--- START Exercise data ---

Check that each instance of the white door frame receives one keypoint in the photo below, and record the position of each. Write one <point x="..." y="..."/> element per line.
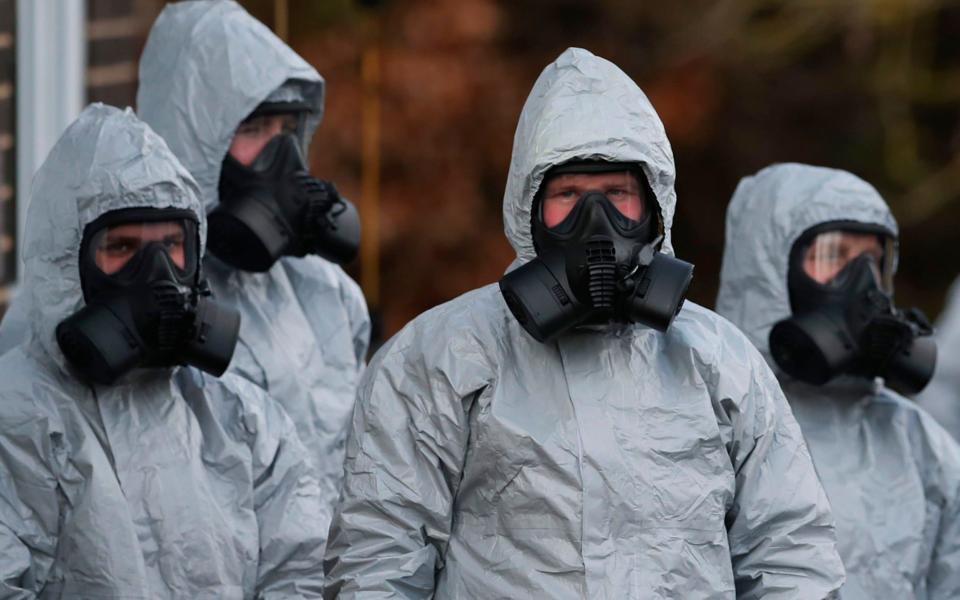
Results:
<point x="51" y="53"/>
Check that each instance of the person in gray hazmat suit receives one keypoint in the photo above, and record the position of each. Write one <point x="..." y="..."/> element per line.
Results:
<point x="121" y="474"/>
<point x="809" y="259"/>
<point x="239" y="108"/>
<point x="942" y="396"/>
<point x="611" y="460"/>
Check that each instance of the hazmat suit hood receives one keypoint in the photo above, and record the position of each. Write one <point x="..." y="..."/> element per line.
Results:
<point x="618" y="125"/>
<point x="611" y="463"/>
<point x="304" y="328"/>
<point x="167" y="484"/>
<point x="891" y="473"/>
<point x="206" y="66"/>
<point x="106" y="160"/>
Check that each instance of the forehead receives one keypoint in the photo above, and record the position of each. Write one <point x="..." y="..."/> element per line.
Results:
<point x="142" y="229"/>
<point x="592" y="179"/>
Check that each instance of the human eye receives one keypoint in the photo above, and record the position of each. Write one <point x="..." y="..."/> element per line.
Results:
<point x="173" y="241"/>
<point x="120" y="246"/>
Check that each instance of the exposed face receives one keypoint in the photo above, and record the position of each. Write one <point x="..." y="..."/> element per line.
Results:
<point x="561" y="193"/>
<point x="253" y="134"/>
<point x="831" y="251"/>
<point x="118" y="244"/>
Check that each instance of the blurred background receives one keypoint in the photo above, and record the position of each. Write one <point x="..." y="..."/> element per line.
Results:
<point x="423" y="97"/>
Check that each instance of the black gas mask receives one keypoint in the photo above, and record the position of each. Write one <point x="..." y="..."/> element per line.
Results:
<point x="849" y="325"/>
<point x="596" y="266"/>
<point x="153" y="311"/>
<point x="275" y="208"/>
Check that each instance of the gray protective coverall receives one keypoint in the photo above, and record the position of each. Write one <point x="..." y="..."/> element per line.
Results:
<point x="168" y="484"/>
<point x="891" y="473"/>
<point x="305" y="328"/>
<point x="619" y="463"/>
<point x="942" y="396"/>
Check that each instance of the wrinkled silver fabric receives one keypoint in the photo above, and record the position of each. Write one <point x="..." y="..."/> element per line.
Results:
<point x="169" y="484"/>
<point x="941" y="397"/>
<point x="891" y="473"/>
<point x="305" y="328"/>
<point x="620" y="463"/>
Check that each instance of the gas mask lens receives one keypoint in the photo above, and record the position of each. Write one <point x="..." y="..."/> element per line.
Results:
<point x="114" y="246"/>
<point x="828" y="254"/>
<point x="562" y="192"/>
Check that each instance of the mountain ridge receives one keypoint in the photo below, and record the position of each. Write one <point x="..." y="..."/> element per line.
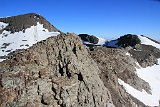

--- END Exercise data ---

## Exercise directions:
Return each line of the records above that contains the word "mask", reproducing every such line in full.

## Answer to the exercise:
Check that each instance of the black gas mask receives one keypoint in the photo above, and record the position of each. Write one <point x="..." y="..."/> element per line.
Check that each instance of the gas mask lens receives one keypoint in the photo above, and record the position of each. Write one <point x="..." y="..."/> element per line.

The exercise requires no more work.